For this exercise, reproduce the entries below exactly, but only from the line containing "the human fingers." through the line containing "the cucumber slice.", both included.

#### STORED DATA

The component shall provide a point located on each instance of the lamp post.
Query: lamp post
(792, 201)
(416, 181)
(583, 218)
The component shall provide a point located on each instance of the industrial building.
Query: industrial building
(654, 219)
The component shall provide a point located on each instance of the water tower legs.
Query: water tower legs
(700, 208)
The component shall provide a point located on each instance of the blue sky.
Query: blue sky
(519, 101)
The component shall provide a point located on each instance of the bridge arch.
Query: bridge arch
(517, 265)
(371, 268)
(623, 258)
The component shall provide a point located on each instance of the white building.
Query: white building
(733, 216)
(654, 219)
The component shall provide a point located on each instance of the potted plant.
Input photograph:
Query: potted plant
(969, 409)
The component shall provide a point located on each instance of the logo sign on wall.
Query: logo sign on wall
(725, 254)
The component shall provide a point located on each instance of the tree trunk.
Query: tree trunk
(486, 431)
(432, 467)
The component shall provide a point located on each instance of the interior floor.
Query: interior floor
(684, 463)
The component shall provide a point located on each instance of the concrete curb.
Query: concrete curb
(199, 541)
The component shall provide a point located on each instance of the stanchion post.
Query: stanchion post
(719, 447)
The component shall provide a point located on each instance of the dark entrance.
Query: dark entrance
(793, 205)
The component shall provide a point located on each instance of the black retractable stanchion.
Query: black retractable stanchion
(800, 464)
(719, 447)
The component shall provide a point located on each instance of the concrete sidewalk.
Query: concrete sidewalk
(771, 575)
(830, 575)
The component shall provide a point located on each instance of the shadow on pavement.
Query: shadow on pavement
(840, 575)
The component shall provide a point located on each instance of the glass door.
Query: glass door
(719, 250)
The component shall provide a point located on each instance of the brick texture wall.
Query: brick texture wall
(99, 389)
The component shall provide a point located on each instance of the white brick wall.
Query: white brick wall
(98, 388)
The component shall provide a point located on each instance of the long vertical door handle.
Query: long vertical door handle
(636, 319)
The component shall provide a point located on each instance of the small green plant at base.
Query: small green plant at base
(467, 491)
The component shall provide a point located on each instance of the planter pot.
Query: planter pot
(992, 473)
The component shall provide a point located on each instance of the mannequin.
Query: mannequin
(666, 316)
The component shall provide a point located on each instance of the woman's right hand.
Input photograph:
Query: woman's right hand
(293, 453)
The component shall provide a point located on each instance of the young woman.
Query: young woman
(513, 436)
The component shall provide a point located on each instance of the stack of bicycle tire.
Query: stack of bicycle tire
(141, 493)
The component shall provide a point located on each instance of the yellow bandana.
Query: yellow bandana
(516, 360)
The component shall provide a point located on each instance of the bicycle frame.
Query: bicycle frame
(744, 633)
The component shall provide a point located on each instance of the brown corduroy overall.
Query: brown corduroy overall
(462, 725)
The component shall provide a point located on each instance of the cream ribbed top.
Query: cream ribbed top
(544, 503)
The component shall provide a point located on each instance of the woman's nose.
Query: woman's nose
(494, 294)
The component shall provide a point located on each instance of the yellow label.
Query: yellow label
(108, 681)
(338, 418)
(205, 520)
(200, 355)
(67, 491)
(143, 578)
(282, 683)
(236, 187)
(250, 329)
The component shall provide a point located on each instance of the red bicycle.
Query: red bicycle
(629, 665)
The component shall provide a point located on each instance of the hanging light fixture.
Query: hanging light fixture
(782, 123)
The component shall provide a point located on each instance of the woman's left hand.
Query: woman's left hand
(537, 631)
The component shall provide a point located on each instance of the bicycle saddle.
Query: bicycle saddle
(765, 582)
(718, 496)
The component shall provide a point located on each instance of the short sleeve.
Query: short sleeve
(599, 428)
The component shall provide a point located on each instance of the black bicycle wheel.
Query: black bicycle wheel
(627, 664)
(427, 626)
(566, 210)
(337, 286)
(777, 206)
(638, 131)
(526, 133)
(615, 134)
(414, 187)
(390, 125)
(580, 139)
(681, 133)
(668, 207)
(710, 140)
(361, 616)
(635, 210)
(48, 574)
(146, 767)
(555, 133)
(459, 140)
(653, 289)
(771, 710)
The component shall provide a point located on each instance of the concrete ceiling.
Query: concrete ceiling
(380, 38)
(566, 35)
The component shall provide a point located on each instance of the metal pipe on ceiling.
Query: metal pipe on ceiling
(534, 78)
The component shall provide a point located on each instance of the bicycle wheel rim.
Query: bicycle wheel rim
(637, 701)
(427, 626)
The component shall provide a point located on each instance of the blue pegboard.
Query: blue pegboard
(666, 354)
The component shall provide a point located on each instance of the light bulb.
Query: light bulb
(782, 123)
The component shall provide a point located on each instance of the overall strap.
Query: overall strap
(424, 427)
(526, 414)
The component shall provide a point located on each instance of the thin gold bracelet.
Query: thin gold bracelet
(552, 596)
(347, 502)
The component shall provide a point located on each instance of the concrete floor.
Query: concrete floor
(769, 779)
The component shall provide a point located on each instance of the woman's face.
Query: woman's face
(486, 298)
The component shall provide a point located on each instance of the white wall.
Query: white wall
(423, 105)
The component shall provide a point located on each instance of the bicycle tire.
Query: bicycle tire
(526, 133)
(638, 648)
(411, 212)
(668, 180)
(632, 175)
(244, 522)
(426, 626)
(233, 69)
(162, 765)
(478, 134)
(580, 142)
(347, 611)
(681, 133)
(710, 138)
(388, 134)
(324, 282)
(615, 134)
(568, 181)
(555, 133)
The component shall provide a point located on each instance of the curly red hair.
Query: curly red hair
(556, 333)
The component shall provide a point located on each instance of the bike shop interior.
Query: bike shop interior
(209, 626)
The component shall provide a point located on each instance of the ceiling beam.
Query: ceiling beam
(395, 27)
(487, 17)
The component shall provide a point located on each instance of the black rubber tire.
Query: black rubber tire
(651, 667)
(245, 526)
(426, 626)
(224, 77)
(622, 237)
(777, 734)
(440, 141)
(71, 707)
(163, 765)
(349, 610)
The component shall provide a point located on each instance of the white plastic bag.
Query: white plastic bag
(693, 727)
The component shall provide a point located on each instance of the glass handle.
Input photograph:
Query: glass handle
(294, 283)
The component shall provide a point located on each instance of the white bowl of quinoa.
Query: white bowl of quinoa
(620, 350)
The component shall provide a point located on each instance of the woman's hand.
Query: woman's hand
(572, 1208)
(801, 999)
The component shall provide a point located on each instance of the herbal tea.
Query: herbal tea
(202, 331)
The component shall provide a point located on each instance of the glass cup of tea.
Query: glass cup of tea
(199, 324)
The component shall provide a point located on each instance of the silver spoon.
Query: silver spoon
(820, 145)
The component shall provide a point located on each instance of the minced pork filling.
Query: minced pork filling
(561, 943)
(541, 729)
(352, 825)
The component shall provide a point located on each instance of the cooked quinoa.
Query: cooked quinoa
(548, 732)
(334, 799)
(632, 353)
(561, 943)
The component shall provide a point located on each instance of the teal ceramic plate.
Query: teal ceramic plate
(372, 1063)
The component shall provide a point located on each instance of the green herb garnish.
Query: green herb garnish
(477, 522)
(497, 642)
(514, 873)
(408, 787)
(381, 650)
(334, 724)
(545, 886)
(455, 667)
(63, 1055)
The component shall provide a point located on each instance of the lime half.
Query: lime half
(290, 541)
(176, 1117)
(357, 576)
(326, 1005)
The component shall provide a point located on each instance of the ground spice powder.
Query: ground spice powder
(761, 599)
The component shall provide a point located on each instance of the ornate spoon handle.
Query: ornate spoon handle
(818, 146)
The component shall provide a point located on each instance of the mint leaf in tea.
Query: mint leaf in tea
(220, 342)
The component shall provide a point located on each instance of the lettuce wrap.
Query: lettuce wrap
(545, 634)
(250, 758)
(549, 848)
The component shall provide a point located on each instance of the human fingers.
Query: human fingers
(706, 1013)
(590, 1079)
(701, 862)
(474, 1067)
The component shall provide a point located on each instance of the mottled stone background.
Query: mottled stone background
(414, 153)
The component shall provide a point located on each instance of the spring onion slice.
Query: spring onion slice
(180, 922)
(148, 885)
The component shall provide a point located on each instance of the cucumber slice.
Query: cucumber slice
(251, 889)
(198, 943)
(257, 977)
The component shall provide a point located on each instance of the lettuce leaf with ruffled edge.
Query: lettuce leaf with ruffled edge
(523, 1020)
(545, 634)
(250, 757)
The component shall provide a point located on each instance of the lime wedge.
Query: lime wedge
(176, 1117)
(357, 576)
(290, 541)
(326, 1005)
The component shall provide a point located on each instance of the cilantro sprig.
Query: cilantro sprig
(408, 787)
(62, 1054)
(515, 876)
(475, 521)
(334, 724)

########

ANSWER BOX —
The component shall provide a point located on each instance of the human fingers.
Query: human fingers
(706, 1013)
(590, 1079)
(701, 862)
(474, 1067)
The component shall provide a point located on each instance of the mottled stone background.
Query: mottled stone background
(414, 153)
The component shall provide a point located on each instance of the spring onion slice.
Query: spring onion slice
(180, 922)
(148, 885)
The component shall provide a point located on each instance of the cucumber slice.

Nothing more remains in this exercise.